### WHAT YOU NEED TO DO
Once the images are set aside, print the remaining lines below exactly.
——
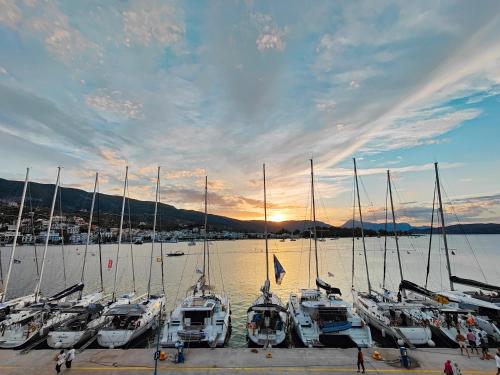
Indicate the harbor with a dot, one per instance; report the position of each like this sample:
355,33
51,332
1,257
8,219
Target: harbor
244,361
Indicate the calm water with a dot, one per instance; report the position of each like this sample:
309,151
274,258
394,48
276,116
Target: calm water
238,267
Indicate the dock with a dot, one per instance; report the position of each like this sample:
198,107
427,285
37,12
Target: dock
243,361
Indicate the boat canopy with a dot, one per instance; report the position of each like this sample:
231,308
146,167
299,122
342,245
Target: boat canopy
130,310
477,284
66,292
267,307
327,287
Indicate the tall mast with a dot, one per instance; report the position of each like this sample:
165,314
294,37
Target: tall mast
362,230
206,265
314,220
154,231
88,231
394,225
38,285
443,226
19,217
121,231
265,224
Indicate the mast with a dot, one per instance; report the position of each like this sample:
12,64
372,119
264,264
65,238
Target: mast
362,230
430,238
394,225
154,231
443,227
37,288
385,236
314,220
120,232
19,217
265,225
206,270
88,231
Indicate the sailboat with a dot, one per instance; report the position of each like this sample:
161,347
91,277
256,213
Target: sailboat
131,316
6,306
34,321
400,319
320,316
267,318
203,317
452,303
89,309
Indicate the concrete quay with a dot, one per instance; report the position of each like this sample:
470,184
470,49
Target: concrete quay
242,361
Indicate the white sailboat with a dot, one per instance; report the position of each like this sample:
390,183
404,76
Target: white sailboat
267,318
319,316
9,305
400,319
89,308
203,317
34,321
448,305
130,316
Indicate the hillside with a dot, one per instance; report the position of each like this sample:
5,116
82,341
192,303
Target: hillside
78,201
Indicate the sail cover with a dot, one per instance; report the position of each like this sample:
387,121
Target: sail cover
477,284
66,292
327,287
279,271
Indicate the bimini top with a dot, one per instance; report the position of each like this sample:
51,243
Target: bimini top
130,310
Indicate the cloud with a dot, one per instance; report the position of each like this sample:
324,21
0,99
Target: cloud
152,20
114,102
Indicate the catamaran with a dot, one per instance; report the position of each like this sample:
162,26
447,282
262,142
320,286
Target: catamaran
34,321
399,318
89,308
8,306
131,316
451,303
267,318
203,317
319,316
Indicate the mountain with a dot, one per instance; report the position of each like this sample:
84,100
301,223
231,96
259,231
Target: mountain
78,201
479,228
403,227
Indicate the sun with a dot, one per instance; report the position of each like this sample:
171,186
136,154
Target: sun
277,217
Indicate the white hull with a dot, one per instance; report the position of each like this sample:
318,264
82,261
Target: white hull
271,335
412,334
215,329
309,330
112,337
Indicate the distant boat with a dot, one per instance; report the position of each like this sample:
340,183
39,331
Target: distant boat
175,254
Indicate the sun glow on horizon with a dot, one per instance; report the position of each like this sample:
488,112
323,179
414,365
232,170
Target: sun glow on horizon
277,217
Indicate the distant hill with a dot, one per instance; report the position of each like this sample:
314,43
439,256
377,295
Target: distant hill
78,201
488,228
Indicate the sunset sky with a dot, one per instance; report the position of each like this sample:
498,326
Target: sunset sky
220,87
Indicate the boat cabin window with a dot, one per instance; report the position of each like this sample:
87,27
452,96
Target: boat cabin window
196,317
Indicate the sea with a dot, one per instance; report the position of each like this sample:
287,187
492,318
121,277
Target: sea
237,268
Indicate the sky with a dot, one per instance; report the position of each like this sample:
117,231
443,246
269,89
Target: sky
218,88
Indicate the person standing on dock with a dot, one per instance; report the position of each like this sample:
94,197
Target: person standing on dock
70,356
361,361
461,343
497,360
60,359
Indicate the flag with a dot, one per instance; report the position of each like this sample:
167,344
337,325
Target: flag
279,271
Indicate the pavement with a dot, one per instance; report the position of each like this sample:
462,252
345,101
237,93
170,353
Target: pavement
242,361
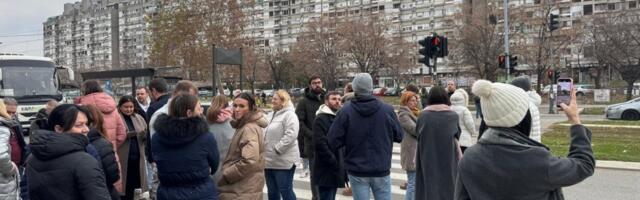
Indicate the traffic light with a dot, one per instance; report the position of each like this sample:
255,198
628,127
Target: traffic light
513,62
425,50
501,61
553,22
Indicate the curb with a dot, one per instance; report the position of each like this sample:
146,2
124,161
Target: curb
603,126
618,165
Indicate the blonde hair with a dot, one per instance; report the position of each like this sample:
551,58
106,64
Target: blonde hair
3,110
284,95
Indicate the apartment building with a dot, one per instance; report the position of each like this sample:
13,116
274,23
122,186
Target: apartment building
81,37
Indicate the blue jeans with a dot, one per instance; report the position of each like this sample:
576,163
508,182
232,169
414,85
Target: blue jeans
280,183
411,186
327,193
380,186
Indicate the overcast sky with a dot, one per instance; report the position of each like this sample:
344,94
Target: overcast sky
21,24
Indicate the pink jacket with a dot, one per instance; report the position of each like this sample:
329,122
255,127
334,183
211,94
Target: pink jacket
113,123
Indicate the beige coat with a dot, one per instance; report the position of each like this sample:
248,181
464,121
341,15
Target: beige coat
243,167
123,152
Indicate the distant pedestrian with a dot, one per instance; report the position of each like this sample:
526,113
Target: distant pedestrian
306,111
63,148
142,97
451,87
459,103
367,162
507,164
525,84
184,151
98,139
8,170
408,113
219,120
131,153
348,93
243,167
94,95
281,147
438,151
329,164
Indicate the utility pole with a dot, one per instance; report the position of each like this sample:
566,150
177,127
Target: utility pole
505,8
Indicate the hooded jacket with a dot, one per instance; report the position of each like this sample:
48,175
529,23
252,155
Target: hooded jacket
281,144
116,130
372,127
8,170
306,111
59,168
185,154
243,168
409,143
465,119
505,164
107,160
329,164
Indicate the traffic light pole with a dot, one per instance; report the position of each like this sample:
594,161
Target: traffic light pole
507,65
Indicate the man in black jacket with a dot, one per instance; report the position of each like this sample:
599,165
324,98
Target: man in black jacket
328,173
306,111
507,164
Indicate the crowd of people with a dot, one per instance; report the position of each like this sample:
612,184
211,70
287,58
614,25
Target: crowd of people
161,144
——
### SOLUTION TO THE EXERCISE
Indicate the harbor with a dot, one per instance; report the position of each like this sample:
355,33
51,332
1,257
8,219
Target: harbor
244,361
Indicate the calm water with a dot, one per instance; report the position of each like this sample:
309,151
274,258
394,48
276,116
Target: calm water
238,267
Indicate the dock with a dot, one per instance; report the position of each like this sample:
198,107
427,285
37,12
Target: dock
243,361
Indicate the boat canopy with a dot, one per instance; report the position of each like this sample:
231,308
146,167
299,122
342,245
Target: boat canopy
130,310
477,284
66,292
267,307
327,287
Indicate the tall mast with a dot, one per instance; report the position of each like this sample:
165,314
294,37
Target: tall mast
362,230
206,265
314,220
154,231
88,231
394,225
38,285
443,226
19,217
121,231
265,224
Indicate the mast with a dot, one per instance; report the position of each like this sample:
12,64
372,119
264,264
65,238
Target: mast
362,230
430,238
394,225
154,231
443,227
37,288
385,236
314,220
120,232
19,217
265,225
206,270
88,231
Indicate the sailboat with a dot, one per instance; report the position of each like this sample:
161,347
91,277
256,213
Target: sailboat
131,316
6,306
34,321
400,319
320,316
267,318
203,317
452,303
89,309
Indicate the concrete quay with a dot, one per instance; report the position of each like this sample:
470,184
470,49
Target: concrete quay
242,361
Indicate the white sailboat with a dot, one per instance; report the position of each like this sample:
390,183
404,76
Target: white sailboat
267,318
319,316
9,305
400,319
89,308
203,317
34,321
448,305
130,316
Indicate the hillside with a dot, one per instance; report the position of each like this sample:
5,116
82,341
192,303
Target: hillside
78,201
Indicate the sail cover with a dot, one per instance; report the position of each like this sample:
387,121
Target: sail cover
477,284
66,292
327,287
279,271
Indicate the bimini top with a dot, one per instance; report the position of each like this sample:
51,243
Target: bimini top
130,310
Indicate the cloud with a dot, one per instance; report the position of each like this sample:
324,21
0,99
Target: cloud
152,20
114,102
Indicate the catamaran with a dot, one per instance; report the position of each like this sample:
162,26
447,282
262,142
320,286
Target: catamaran
34,321
399,318
89,308
8,306
131,316
451,303
267,318
203,317
319,316
Indicate the mountain with a dot, one per instance; report the position of each like this sample:
84,100
301,223
231,96
259,231
Target: mountain
78,201
479,228
403,227
Indicate the sun with a dot, one per instance; report the position of each like this sample:
171,186
136,154
Target: sun
277,217
Indicate the white hull with a dot, one per instance; report the position of each like this sample:
318,264
82,261
Target: white hull
271,335
412,334
215,329
309,330
112,337
Indicate the distant boat with a dot, one per instance; report the position of each like this sample:
340,183
39,331
Target: distant boat
175,254
Indicate the sun glow on horizon with a dot, one per instance; report the position of each like this sample:
488,112
323,179
414,365
232,170
Target: sun glow on horizon
277,217
Indicate the distant hill with a dot, one per instance; report the position of each like this sample:
314,43
439,256
377,295
Target: distant hill
78,201
488,228
Indicate the sunset sky with a dot, one per instance; report the position of each like this sample:
498,326
Target: sunset sky
220,87
Indicate the boat cabin window with a dot, one per instance; report the position of each like this sample:
87,27
452,96
Target: boat cabin window
196,317
Indicate the sea with a dot, one per instance; report the position of each like this sample:
287,187
492,318
121,277
Target: sea
237,268
Indicate the sky with a dot, one per instance; report the position of each like this sample:
117,231
443,246
269,89
Target: sky
218,88
Indicate the person standing on dock with a dot, one per instance; report the position of each like this sample:
94,197
Target: person standing on dock
70,356
361,361
461,343
497,360
60,359
Indicate the flag with a dot, one per instance; report the position of each like this sample:
167,344
337,325
Target: flag
279,271
Indicate the pavement with a dot, one per instance; report the position of each like this sample:
462,252
345,101
237,93
170,353
Target: pavement
242,361
Indicate the traffic light with a dot, one per instance; report the position of each like this sample:
255,198
628,127
Target: traffic light
513,62
425,50
501,61
553,22
Indicate the curb with a dot, one per instance; report the position of each like this sample:
146,2
124,161
Target: curb
603,126
618,165
Indicate the blonde hair with a dot, one per instance; report the position of each like this sample:
551,58
106,64
Target: blonde hair
3,110
284,95
Indicate the apartment building with a dot, one per instance; report the position of each like this sample:
13,116
274,23
122,186
Target: apartment building
81,37
Indicate the blue jeans with a dot, one per instance; report the position of each like this sample:
576,163
508,182
232,169
414,85
Target: blue jeans
280,183
411,186
327,193
380,186
Indicate the overcast sky with a dot, one per instance; report the position of each like this sample:
344,94
Target: overcast sky
21,24
Indicate the pink jacket with a dot, one per instance; report the position of each like this sample:
329,122
255,127
334,183
211,94
Target: pink jacket
113,123
Indicate the beige coat with a dot, one per instance; report the position of each like this sample:
248,181
464,121
341,15
Target: beige coat
243,167
123,152
Indicate the distant pedestrian with a dot, one per instance; report the position of each like this sample:
526,113
Target: distant pedestrian
306,111
63,148
142,97
451,87
459,103
367,162
507,164
525,84
184,151
98,139
8,170
408,113
219,120
131,153
348,93
243,167
94,95
281,147
438,151
329,164
Indicate the utility pole with a dot, one per instance; report the position of each like this sample:
566,150
177,127
Target: utility pole
505,8
Indicate the hooded jacket with a dot, one per instance; report the position of each like this sample:
48,175
529,23
252,155
Target: hooded jacket
281,144
116,130
372,127
8,170
306,111
59,168
185,154
243,168
409,143
465,119
505,164
107,160
329,164
Indicate the traffic light pole with a dot, one per instance; report the position of each like this sample:
594,161
Target: traffic light pole
507,65
Indicate the man in black jacket with a dot, one per instance; report the position of each like this sample:
599,165
324,98
Target: man in black jacket
328,173
306,111
507,164
Indicate the crowd of people with a dot, one per instance; report the position of each like this sample:
612,184
211,70
287,58
614,25
Target: crowd of people
161,144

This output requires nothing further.